• [TASK PROMPT] Rewrite the material below with "Kindly" changed to "Please". Leave everything else as it is.

[Data entries]
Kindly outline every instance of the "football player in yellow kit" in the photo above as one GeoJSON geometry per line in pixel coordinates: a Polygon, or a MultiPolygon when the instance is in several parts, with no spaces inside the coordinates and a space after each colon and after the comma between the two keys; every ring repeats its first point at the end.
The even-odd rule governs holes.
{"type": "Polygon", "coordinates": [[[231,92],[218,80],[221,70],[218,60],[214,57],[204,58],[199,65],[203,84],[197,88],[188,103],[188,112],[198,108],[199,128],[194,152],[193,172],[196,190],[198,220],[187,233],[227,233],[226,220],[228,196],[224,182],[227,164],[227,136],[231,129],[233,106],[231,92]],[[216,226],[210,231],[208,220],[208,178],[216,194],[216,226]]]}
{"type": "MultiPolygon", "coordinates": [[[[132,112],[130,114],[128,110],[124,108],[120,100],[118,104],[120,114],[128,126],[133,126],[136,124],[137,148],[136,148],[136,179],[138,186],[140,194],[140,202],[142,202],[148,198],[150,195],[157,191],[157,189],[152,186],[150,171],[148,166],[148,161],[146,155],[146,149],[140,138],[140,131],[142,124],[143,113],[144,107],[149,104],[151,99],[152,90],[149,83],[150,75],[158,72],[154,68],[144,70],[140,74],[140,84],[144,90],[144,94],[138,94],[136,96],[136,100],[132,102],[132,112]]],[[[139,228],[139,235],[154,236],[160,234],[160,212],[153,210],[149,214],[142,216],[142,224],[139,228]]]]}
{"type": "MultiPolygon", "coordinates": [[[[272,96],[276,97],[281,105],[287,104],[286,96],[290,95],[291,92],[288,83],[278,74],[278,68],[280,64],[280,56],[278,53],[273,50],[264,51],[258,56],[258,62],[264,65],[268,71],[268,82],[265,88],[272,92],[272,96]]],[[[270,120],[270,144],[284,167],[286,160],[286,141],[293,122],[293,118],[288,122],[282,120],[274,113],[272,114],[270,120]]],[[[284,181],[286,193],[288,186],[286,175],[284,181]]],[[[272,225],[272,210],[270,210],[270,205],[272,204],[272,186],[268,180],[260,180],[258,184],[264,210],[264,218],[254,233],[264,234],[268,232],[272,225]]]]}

• [RESULT OF THE EXERCISE]
Please outline every instance of the "football player in yellow kit" in the photo above as one GeoJSON geometry per line in pixel coordinates: a Polygon, or a MultiPolygon when the instance is in several parts, with no spaces inside the coordinates and a space after each colon and after the comma between the two keys; every ring repeats its first point at the end.
The even-odd rule governs holes.
{"type": "Polygon", "coordinates": [[[231,92],[218,80],[221,70],[218,60],[214,57],[204,58],[199,65],[203,84],[197,88],[188,103],[188,112],[198,108],[199,128],[194,152],[193,172],[196,190],[198,220],[187,233],[227,233],[226,220],[228,196],[224,182],[227,164],[227,136],[231,129],[233,106],[231,92]],[[216,226],[210,231],[208,220],[208,178],[216,194],[216,226]]]}
{"type": "MultiPolygon", "coordinates": [[[[132,112],[130,114],[128,110],[124,108],[120,100],[118,104],[120,114],[128,126],[133,126],[136,124],[137,148],[136,148],[136,179],[138,186],[140,194],[140,202],[142,202],[148,198],[150,195],[157,191],[157,189],[152,186],[150,171],[148,166],[148,161],[146,155],[146,149],[140,138],[140,131],[142,124],[143,113],[144,107],[149,104],[151,99],[152,90],[149,83],[150,75],[158,72],[154,68],[144,70],[140,74],[140,84],[144,90],[144,94],[138,94],[136,96],[136,100],[132,102],[132,112]]],[[[139,228],[139,235],[154,236],[160,234],[160,212],[153,210],[149,214],[142,216],[142,224],[139,228]]]]}
{"type": "MultiPolygon", "coordinates": [[[[272,96],[276,97],[281,105],[287,104],[286,96],[290,95],[291,92],[288,83],[278,74],[278,68],[280,64],[280,56],[278,53],[273,50],[264,51],[258,56],[258,62],[264,65],[268,71],[268,82],[265,88],[272,92],[272,96]]],[[[270,120],[270,144],[284,167],[286,160],[286,141],[293,122],[293,118],[288,122],[282,120],[274,113],[272,114],[270,120]]],[[[284,181],[286,193],[288,186],[286,175],[284,181]]],[[[272,225],[272,210],[270,210],[270,205],[272,204],[272,186],[268,180],[260,180],[258,184],[264,210],[264,218],[254,233],[264,234],[268,232],[272,225]]]]}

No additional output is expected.